→ READING TEXT:
-- START --

How to fix CLUSTERDOWN The cluster is down in Redis

RedisADVANCEDHIGH

This error occurs when a Redis cluster becomes unavailable due to node failures or missing hash slot coverage. The cluster stops accepting requests until all hash slots are covered again by available nodes.

What this error means

The "CLUSTERDOWN The cluster is down" error indicates that the Redis cluster has entered an unavailable state. By default, Redis cluster nodes are configured to refuse all queries if they detect that at least one hash slot (a portion of the data space) is not covered by any working node. Redis cluster divides the keyspace into 16,384 hash slots. Each key maps to exactly one slot, and each cluster node is responsible for a range of slots. When master nodes and all their replicas go down simultaneously, the slots they manage become uncovered, triggering a cluster-wide shutdown. This behavior is controlled by the `cluster-require-full-coverage` configuration setting (default: yes). It exists as a safety mechanism to prevent the cluster from serving stale or incorrect data during partial outages. **Common scenarios:** - A master node and all its replicas crash simultaneously - Network partitions isolating master nodes from the cluster - Long-running commands or Lua scripts cause nodes to appear dead to the cluster - Slot migration operations hang, leaving slots in an inconsistent state - Multiple nodes fail before the cluster can rebalance

How to fix "CLUSTERDOWN The cluster is down"

1Check cluster status immediately

Get a quick overview of the cluster state:

bash

# On any accessible cluster node
redis-cli -h <node-ip> -p <port> cluster info

# Check detailed slot status
redis-cli -h <node-ip> -p <port> cluster slots

# Check individual node status
redis-cli -h <node-ip> -p <port> cluster nodes

Look for:
- cluster_state:fail - Confirms the cluster is down
- cluster_slots_assigned vs cluster_slots_ok - Shows missing slots
- cluster_my_epoch and node epoch values - Helps identify outdated nodes

2Verify which nodes are offline

Identify failed nodes to understand the scope:

bash

# From a node that's still accessible
redis-cli -h <node-ip> -p <port> cluster nodes | grep -E 'master|slave'

# Output shows node status (connected/disconnected)

-- END --

→ WHAT THIS TASK INVOLVES: Continue the Redis CLUSTERDOWN troubleshooting guide from the point where it stops.

(Excerpts from point annotation data)
-- START --

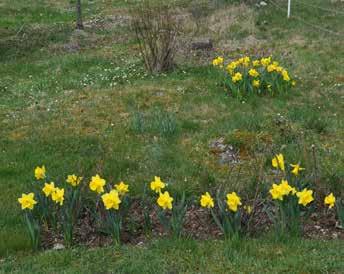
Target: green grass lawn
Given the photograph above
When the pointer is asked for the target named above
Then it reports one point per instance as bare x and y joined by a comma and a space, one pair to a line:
96, 110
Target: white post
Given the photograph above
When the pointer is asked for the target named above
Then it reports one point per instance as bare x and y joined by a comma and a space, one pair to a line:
289, 2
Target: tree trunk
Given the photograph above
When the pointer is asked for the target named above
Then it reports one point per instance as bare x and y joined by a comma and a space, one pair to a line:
79, 24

-- END --

→ RESPONSE TO THIS EXERCISE:
# Example:
# 1a2b3c... 10.0.0.1:6379 master - 0 1500000000000 1 connected 0-5460
# 4d5e6f... 10.0.0.2:6379 slave 1a2b3c... 0 1500000001000 1 connected

Key indicators in the output:
- master/slave: Node role
- connected/disconnected: Current connectivity status
- epoch value: Helps detect split-brain scenarios
- Slot ranges: Which slots this node manages

3Attempt to restart offline nodes

The quickest fix is often to restart the failed nodes:

bash

# Via systemd (Linux)
sudo systemctl restart redis-server

# Or if using redis_6379 naming convention
sudo systemctl restart redis_6379

# Via direct command
redis-server /etc/redis/redis.conf

# Check if the node rejoins the cluster
redis-cli -h <node-ip> -p <port> cluster info

Monitor the restart:

bash

# Watch cluster recovery
watch -n 1 'redis-cli -h <node-ip> -p <port> cluster info | grep cluster_state'

The cluster should automatically recover once the node becomes available and syncs with the rest of the cluster.

4Resolve slot migration conflicts

If slot migration is stuck, force the slots to a stable state:

bash

# Find stuck slots (showing importing/migrating state)
redis-cli -h <node-ip> -p <port> cluster slots

# On BOTH the source and target nodes, stabilize the slot
redis-cli -h <source-node> -p <port> CLUSTER SETSLOT <slot-number> STABLE
redis-cli -h <target-node> -p <port> CLUSTER SETSLOT <slot-number> STABLE

# Example: Stabilize slot 5000
redis-cli -h 10.0.0.1 -p 6379 CLUSTER SETSLOT 5000 STABLE
redis-cli -h 10.0.0.2 -p 6379 CLUSTER SETSLOT 5000 STABLE

# Verify the cluster recovers
redis-cli -h <node-ip> -p <port> cluster info

This clears any import/migrate state without losing data.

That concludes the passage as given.